- PAGE EXTRACT:
= = = = =

Although intramaze cue- and boundary-based learning (as reflected in the mismatches between observed behaviors and model predictions) followed a quadratic trend across the lifespan (as shown in Fig. 2B), the effect size was much larger when the boundary of the spatial arena was changed (F(1,136) = 122.9, p < 0.0001, η2 = 0.5) than when the intramaze cue was shifted (F(1,136) = 10.1, p = 0.002, η2 = 0.07). Accordingly, second level analyses of the Age Group × Condition interaction revealed that except for the younger children who showed less intramaze cue-based learning than younger adults (p = 0.02), there was no difference regarding this form of learning between the remaining four age groups. In contrast, boundary-based spatial learning yielded an inverted U-shaped function. In particular adolescents and younger adults showed greatly reduced differences between their behavior and the predictions of the boundary vector model, compared to all other age groups (ps < 0.02). Younger children and older adults, in contrast, showed a more pronounced deviation from the model predictions (ps < 0.0001; η2 of the quadratic trend = 0.5). Taken together this indicates that the ability to use the intramaze cue for representing simple stimulus–response associations seems to be already well-developed in older children and remains the same thereafter across the lifespan until old age. The ability to represent spatial locations relative to the environmental boundary, in contrast, develops more gradually, reaches adult-level performance only after peri-adolescence, and undergoes a very clear aging-related decline in old age. In line with these findings, adolescents and younger adults show equivalent levels of intramaze cue- and boundary-based spatial learning (ps > 0.3). Younger and older children, as well as older adults, however, showed a clear preference for relying on the computationally less costly striatal intramaze cue-based learning, rather than on more demanding hippocampal, boundary-based learning (ps < 0.0001).

Main model descriptions and results for all factors and interaction (including non-significant results) for both the learning with feedback phase (phase 2) and the transfer phase (phase 3) are provided in Supplemental Table S1.

= = = = =

- Stored entries:
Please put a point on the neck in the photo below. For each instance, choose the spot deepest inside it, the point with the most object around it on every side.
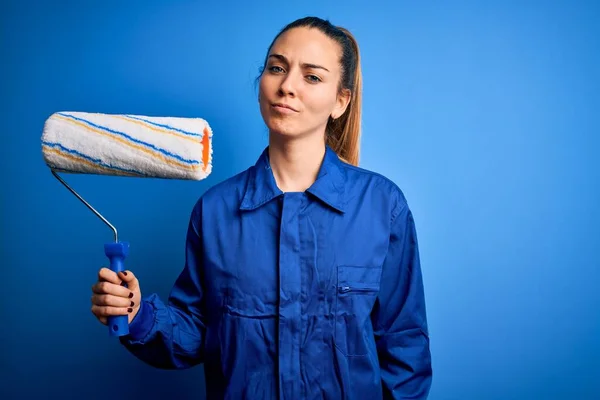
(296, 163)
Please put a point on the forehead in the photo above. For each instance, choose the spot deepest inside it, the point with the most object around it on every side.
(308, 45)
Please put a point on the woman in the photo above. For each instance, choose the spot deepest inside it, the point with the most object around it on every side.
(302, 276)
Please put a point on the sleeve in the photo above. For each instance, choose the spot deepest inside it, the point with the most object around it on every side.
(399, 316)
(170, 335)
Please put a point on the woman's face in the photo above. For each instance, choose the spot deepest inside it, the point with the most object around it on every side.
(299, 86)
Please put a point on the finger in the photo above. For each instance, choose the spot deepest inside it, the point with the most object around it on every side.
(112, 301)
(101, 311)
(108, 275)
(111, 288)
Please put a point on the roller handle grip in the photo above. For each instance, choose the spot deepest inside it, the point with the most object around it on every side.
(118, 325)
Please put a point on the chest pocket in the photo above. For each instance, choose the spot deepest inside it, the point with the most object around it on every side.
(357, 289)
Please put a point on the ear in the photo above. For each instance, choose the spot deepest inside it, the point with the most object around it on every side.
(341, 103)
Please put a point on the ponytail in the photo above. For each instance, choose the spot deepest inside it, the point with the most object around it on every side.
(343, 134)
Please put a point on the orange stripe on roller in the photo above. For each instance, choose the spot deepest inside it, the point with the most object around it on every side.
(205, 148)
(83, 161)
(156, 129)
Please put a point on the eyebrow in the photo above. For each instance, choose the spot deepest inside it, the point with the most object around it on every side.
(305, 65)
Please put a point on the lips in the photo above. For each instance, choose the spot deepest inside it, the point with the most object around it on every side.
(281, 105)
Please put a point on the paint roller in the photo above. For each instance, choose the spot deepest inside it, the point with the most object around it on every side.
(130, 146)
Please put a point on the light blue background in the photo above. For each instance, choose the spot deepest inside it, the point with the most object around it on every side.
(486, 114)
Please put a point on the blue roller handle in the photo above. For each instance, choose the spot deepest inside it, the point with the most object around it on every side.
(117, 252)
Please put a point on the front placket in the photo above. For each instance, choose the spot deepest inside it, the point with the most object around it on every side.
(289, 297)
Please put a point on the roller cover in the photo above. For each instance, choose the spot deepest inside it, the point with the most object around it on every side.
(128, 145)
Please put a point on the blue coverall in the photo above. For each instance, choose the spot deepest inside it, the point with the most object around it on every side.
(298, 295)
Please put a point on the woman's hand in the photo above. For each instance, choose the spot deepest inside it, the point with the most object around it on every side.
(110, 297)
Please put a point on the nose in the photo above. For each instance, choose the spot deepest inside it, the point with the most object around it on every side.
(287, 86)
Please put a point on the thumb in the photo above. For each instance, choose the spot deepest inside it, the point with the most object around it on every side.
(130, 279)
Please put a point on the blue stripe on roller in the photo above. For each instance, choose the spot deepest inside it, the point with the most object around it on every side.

= = = = =

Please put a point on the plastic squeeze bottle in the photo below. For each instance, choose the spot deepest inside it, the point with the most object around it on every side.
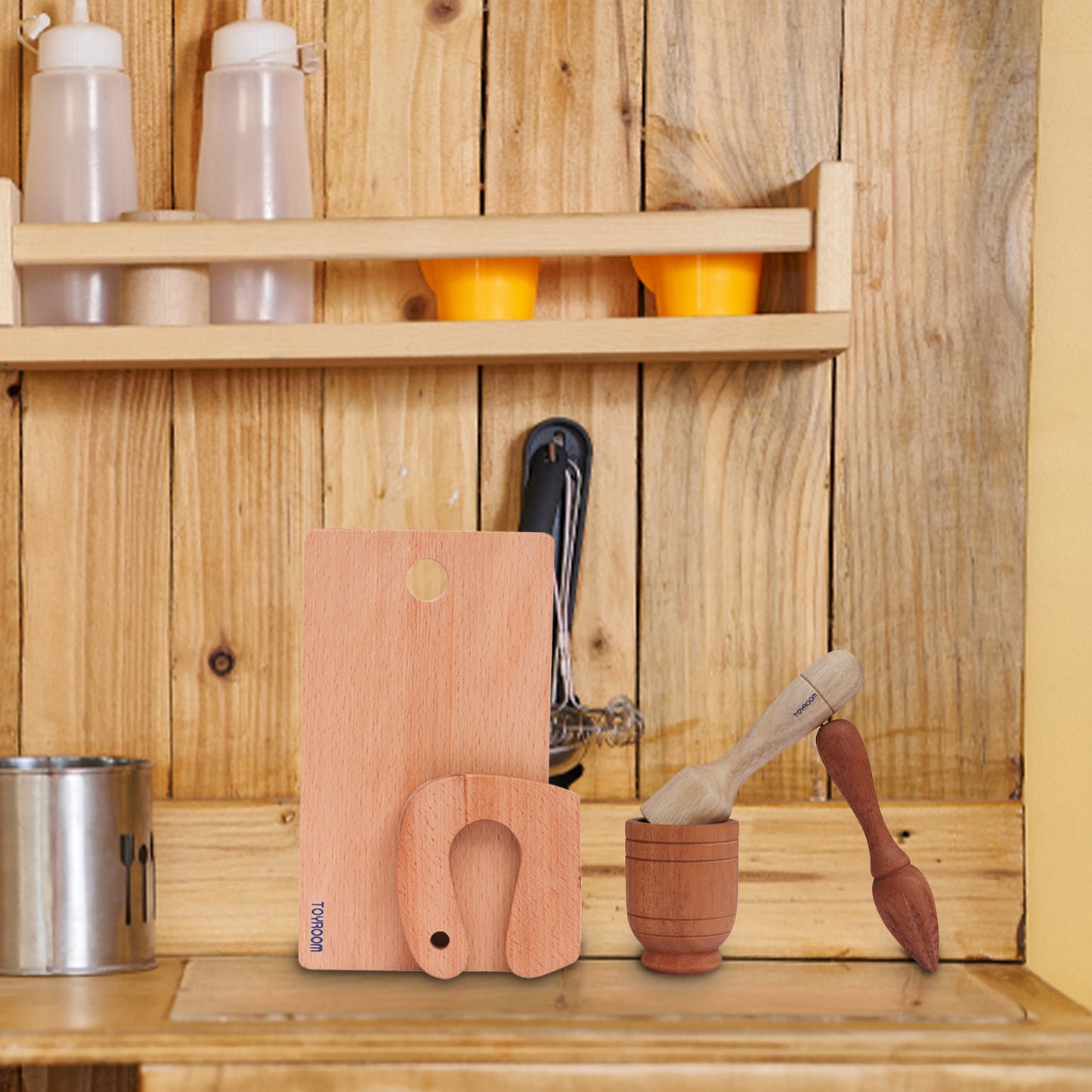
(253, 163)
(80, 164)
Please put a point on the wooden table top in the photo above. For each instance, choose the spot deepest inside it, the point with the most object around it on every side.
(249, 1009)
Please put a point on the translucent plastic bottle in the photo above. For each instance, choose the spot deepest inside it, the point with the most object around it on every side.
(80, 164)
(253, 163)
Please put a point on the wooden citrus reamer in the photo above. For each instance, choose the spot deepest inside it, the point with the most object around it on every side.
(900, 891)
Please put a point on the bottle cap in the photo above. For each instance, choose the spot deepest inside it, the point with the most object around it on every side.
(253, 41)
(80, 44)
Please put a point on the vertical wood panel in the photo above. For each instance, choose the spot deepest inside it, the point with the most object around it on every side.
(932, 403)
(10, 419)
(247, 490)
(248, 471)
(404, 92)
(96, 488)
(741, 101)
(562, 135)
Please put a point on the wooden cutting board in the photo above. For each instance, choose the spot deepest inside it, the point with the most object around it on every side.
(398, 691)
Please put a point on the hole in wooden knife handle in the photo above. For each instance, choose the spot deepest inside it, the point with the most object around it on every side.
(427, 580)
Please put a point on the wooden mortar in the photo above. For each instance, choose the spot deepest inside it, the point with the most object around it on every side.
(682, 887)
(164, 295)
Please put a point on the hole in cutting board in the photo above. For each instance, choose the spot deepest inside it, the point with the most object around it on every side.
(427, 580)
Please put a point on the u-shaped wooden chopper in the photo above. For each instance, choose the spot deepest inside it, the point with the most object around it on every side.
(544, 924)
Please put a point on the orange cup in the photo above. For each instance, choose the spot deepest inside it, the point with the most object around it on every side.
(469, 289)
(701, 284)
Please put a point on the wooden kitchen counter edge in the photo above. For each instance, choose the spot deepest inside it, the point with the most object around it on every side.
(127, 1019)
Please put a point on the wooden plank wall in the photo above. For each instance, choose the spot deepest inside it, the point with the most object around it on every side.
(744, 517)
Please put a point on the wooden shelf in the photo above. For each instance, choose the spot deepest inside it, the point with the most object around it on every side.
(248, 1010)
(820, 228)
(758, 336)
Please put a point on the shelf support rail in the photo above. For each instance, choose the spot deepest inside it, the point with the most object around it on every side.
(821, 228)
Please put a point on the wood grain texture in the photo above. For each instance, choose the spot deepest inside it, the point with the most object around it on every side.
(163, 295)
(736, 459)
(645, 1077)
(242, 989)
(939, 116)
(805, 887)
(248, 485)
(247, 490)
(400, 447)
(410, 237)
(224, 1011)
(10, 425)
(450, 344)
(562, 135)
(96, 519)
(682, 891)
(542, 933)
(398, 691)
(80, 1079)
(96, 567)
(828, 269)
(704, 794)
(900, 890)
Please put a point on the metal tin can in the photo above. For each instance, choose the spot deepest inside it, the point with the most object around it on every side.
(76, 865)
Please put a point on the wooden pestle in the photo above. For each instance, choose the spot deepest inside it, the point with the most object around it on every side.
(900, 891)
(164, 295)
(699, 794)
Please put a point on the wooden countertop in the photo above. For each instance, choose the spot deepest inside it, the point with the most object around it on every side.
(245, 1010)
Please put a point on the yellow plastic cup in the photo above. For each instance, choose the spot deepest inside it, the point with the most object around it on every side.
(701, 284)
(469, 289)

= = = = =

- OBJECTIVES:
[1] Copy the spatial learning passage from "Main model descriptions" up to and including "Supplemental Table S1.".
[2] List every age group named in the spatial learning passage.
[3] According to the spatial learning passage, where are the main model descriptions and results for both the learning with feedback phase and the transfer phase provided?

- EXPECTED RESULTS:
[1]
Main model descriptions and results for all factors and interaction (including non-significant results) for both the learning with feedback phase (phase 2) and the transfer phase (phase 3) are provided in Supplemental Table S1.

[2]
younger children
older children
adolescents
younger adults
older adults

[3] In Supplemental Table S1.